- [Vos consignes]:
Rédigez la suite du texte consacré à la mort dans la tradition juive, en reprenant après sa dernière phrase.
----- Texte du document
Cet ouvrage, organisé en plusieurs chapitres, dédié chacun à une famille, une personne qu’elle a accompagnée, nous fait découvrir de nombreuses spécificités de la tradition juive en lien avec la mort. Ainsi le mot cimetière Beit haH’ayim signifie littéralement la maison de la vie, la maison des vivants. Hayim, la vie, est un mot pluriel car toujours selon la tradition juive, chacun de nous a plusieurs vies, non pas successives mais tressées les unes aux autres. « Nos vies font tapisserie, jusqu’à ce que nous puissions en défaire les nœuds en racontant nos histoires », écrit Delphine Horvilleur.
Après le décès d’une personne, son visage est immédiatement couvert. On ne regarde pas le visage d’un mort parce qu’il ne peut nous voir en retour contrairement à d’autres traditions où comme chez les catholiques, on assiste à « l’adieu au visage ».
----------
----- Informations extraites
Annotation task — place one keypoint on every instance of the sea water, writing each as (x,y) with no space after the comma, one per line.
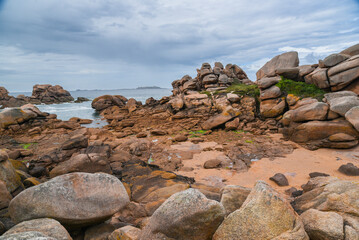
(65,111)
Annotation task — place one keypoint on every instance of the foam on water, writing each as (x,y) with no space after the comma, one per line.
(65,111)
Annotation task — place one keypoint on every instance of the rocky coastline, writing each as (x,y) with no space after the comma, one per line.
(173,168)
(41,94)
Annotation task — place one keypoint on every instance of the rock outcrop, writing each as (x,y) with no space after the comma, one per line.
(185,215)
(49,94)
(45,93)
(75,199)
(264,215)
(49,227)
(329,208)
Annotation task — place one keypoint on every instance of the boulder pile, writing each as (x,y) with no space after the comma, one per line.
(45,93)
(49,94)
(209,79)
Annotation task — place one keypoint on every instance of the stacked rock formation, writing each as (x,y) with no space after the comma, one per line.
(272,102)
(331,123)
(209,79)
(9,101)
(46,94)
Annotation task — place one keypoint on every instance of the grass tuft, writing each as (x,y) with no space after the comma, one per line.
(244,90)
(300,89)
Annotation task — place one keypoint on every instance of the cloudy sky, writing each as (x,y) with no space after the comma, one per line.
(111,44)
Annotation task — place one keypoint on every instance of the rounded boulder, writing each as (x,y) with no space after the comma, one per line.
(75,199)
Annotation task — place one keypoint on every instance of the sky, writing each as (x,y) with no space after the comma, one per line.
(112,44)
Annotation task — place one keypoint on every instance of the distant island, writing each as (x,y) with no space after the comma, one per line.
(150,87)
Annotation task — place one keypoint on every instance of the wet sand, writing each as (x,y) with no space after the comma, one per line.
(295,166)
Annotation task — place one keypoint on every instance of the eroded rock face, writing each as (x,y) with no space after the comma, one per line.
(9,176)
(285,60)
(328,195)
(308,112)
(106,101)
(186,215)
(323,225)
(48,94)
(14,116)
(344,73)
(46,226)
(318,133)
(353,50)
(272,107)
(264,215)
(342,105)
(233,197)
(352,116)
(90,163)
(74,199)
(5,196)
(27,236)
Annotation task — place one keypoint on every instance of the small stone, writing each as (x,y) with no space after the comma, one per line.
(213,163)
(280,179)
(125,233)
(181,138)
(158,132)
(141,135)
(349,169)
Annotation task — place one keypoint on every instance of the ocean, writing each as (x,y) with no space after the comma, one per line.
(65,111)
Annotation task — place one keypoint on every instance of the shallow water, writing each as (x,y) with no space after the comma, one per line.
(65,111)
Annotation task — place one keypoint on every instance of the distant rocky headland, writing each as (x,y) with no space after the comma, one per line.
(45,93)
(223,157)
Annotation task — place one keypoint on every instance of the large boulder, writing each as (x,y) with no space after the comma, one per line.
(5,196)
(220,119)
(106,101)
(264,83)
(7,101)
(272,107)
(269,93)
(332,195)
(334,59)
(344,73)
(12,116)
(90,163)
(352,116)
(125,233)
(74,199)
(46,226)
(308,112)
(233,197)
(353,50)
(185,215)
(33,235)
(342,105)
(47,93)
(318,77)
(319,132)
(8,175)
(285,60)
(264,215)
----------
----- Informations extraites
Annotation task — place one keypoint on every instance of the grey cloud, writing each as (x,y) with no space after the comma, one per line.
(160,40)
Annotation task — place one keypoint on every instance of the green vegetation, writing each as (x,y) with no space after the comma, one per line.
----------
----- Informations extraites
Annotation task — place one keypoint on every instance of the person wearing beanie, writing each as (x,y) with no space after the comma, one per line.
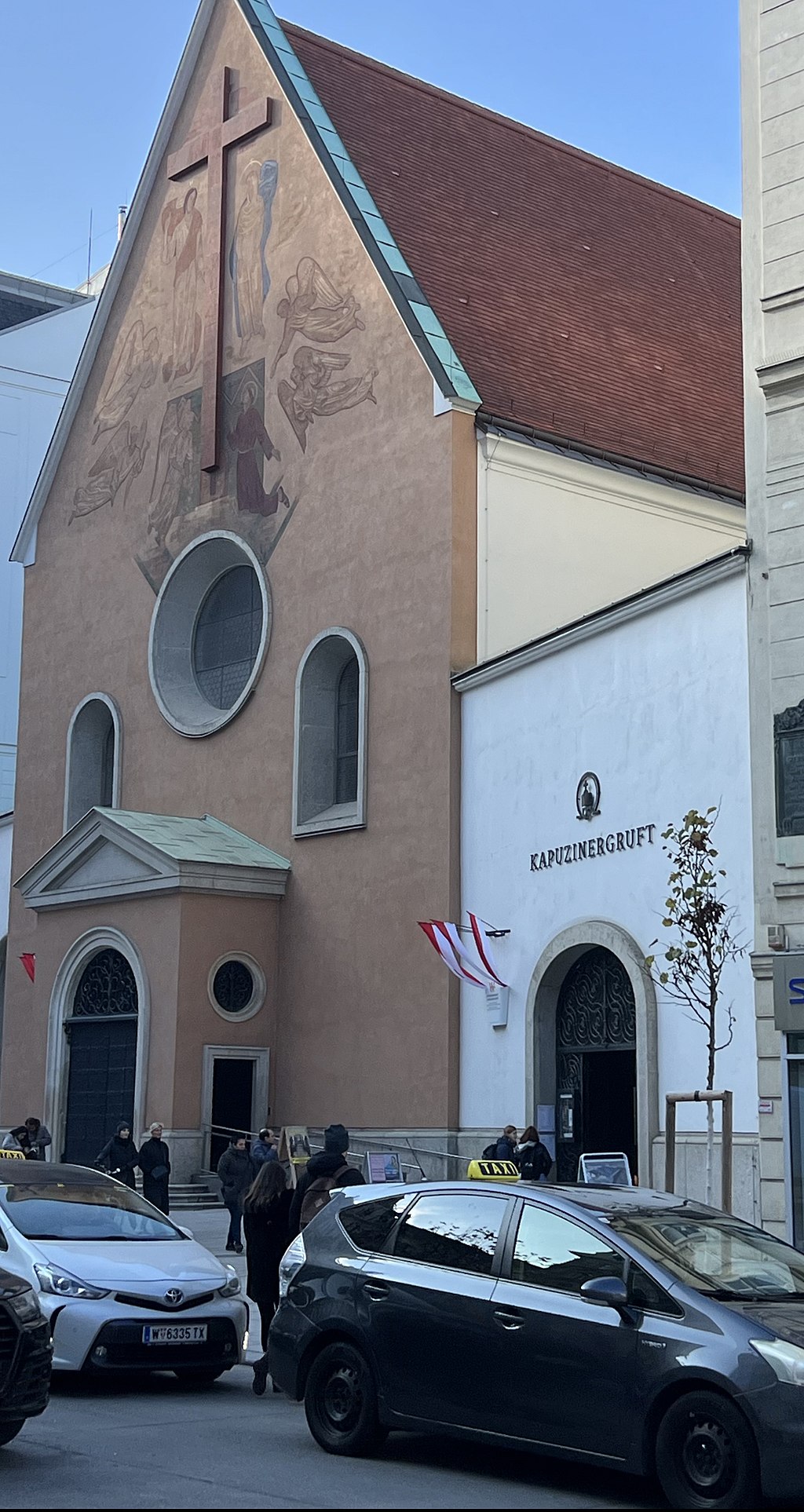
----------
- [Résultat de l'exercice]:
Entre le décès et l’inhumation, une bougie est allumée près du mort, symbole de la présence de l’âme qui reste vive. Le linceul est cousu scellant ainsi le départ du mort qui est préparé, lavé et vêtu d’une tunique blanche, symbole du vêtement que portait le Grand Prêtre officiant au Temple de Jérusalem. Le mort se prépare au même face-à-face avec le divin.
Le cercueil est simple, symbole d’humilité, d’égalité de tous face à la mort et du retour à la poussière. Les cailloux, les pierres sont préférées aux fleurs ou aux couronnes qui se fanent. Le caillou, Ebben, vient de ab, parent et ben, enfant. Il reste et dit la filiation, que celui qui survit s’inscrit dans l’héritage de ceux qui l’ont précédé.
Il est beaucoup question de rencontres dans ce livre alliant références religieuses, légendaires, légèreté et humour. Delphine Horvilleur nous dit combien la rencontre de proches, de personnes endeuillées et la préparation de funérailles est un moment sacré et nous fait remarquer que lorsque la mort d’un être cher frappe quelqu’un, il y a interruption de la linéarité du temps et combien cela peut déstabiliser.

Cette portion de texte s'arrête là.